What the task asks
The entries below are to be written out again without alteration.

_ _ _ _

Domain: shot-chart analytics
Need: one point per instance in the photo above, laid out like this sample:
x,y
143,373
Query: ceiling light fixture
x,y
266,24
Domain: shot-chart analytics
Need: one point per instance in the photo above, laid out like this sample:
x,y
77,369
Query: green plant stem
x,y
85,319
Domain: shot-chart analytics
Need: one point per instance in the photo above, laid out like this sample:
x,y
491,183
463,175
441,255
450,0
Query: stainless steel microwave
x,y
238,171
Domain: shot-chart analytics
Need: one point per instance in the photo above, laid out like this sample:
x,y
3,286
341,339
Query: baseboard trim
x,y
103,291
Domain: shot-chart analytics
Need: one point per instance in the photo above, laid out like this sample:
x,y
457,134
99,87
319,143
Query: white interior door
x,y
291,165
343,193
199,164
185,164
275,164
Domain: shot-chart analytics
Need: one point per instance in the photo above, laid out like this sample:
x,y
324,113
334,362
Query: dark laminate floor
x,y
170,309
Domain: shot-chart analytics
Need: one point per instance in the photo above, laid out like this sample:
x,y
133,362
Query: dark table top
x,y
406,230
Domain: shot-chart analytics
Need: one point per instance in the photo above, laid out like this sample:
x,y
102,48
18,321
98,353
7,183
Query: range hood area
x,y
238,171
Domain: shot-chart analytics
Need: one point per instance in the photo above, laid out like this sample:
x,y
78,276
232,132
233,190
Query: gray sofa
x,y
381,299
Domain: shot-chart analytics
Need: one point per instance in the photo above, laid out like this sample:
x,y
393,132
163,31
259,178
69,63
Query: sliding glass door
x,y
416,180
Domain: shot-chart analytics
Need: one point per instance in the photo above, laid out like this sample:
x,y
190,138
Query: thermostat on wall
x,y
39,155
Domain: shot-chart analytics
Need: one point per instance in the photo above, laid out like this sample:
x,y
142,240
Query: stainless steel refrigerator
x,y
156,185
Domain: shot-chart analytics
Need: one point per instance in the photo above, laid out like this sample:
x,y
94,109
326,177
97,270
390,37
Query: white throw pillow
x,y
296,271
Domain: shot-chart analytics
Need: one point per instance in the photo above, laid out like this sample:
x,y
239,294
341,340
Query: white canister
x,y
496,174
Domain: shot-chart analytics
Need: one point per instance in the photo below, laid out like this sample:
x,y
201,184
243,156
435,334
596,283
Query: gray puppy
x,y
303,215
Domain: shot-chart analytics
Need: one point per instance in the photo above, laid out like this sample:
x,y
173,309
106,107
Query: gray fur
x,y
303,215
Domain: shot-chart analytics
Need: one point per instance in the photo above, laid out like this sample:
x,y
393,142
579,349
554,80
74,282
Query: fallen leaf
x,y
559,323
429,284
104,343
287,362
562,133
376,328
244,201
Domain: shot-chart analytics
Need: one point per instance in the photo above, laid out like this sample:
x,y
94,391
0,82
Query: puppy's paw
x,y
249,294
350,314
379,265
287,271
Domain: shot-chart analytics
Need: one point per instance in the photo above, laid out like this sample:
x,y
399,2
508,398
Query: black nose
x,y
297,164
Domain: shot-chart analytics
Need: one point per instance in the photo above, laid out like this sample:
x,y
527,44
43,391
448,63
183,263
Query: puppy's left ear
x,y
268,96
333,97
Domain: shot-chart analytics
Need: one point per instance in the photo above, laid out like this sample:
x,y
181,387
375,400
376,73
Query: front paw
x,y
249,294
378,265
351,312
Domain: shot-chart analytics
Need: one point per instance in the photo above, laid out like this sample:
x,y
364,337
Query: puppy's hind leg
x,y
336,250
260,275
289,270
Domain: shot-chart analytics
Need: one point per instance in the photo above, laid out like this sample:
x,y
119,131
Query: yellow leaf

_ _ _ _

Final result
Domain: shot-chart analytics
Need: one point per instance in the photo above, laid out like this sample:
x,y
143,373
Query: ceiling light fixture
x,y
266,24
Domain: shot-chart analytics
Need: one point per instance in the photo above, laid out like this sample:
x,y
77,369
Query: green plant stem
x,y
85,319
Domain: shot-chart analytics
Need: one point per instance in the photo above, laid out like this sample:
x,y
491,183
463,175
441,255
450,0
Query: stainless steel microwave
x,y
238,171
Domain: shot-chart analytics
Need: one point per instance in the photo above, laid out like this sample:
x,y
3,286
341,339
Query: baseboard trim
x,y
103,291
Domain: shot-chart analytics
Need: one point per instance in the photo above, laid out like this sample:
x,y
457,134
99,87
319,143
Query: white interior door
x,y
291,165
343,193
199,164
185,164
275,164
Domain: shot-chart analytics
Need: one point per instance in the photo above, laid out like this sample:
x,y
324,113
334,362
Query: dark laminate floor
x,y
170,309
Domain: shot-chart analytics
Need: one point per instance in the photo above, laid out like this sample:
x,y
133,362
Query: dark table top
x,y
406,230
Domain: shot-chart analytics
Need: one point per instance in the photo above, laid out like this sample:
x,y
102,48
18,321
98,353
7,183
Query: range hood area
x,y
238,171
Domain: shot-chart analytics
Need: one point per instance in the photo above, laid out like this sample:
x,y
78,276
232,132
233,190
Query: gray sofa
x,y
381,299
Domain: shot-chart analytics
Need: one point per instance in the photo above, laid out like this sample:
x,y
393,132
163,31
259,178
69,63
Query: sliding glass door
x,y
416,180
Domain: shot-chart analytics
Need: one point per instance in the photo above, laid out like this sample:
x,y
190,138
Query: thermostat on wall
x,y
39,155
Domain: shot-chart analytics
Need: one point per instance in the photo above, laid out like this sample:
x,y
142,240
Query: stainless steel refrigerator
x,y
156,185
Domain: shot-chart analytics
Need: one point per instance in the photo above, laid out like this sample:
x,y
94,109
326,177
97,270
390,37
Query: white throw pillow
x,y
296,271
Domain: shot-chart analytics
Need: one point per instance in the photo above, laid out like this sample:
x,y
239,294
341,340
Query: white canister
x,y
496,174
Domain: shot-chart analytics
Need: one point per instance in the photo below, laid out like this sample:
x,y
201,184
243,156
435,334
596,283
Query: gray puppy
x,y
303,215
Domain: shot-chart analytics
Need: one point per instance in the photo above, laid out like this sample:
x,y
173,309
106,107
Query: gray fur
x,y
303,215
Domain: shot-chart analytics
Need: one point per instance in the photo above, laid out like this sample:
x,y
393,142
579,349
554,80
74,282
Query: fallen leaf
x,y
559,323
429,284
104,343
287,362
562,133
376,328
244,201
Domain: shot-chart analytics
Need: one point per instance in the photo above, laid out like this sample:
x,y
94,391
0,82
Query: puppy's paw
x,y
249,294
350,314
379,265
287,271
Domain: shot-chart analytics
Need: one point per instance in the photo above, laid out like this sample:
x,y
399,2
508,398
Query: black nose
x,y
297,164
Domain: shot-chart analytics
Need: one point per instance in the photo above, laid out like this sample:
x,y
527,44
43,391
448,63
183,263
Query: puppy's left ear
x,y
268,96
333,97
Domain: shot-chart analytics
Need: one point per instance in the photo above, laid out like this sample:
x,y
181,387
375,400
376,73
Query: front paw
x,y
249,294
378,265
351,312
Domain: shot-chart analytics
Need: one point per instance in the photo above, laid out like this sample:
x,y
364,337
Query: puppy's hind leg
x,y
336,250
260,275
289,270
Domain: shot-chart analytics
Need: one point per instance in the photo above, laid out like this sample:
x,y
119,131
Query: yellow leaf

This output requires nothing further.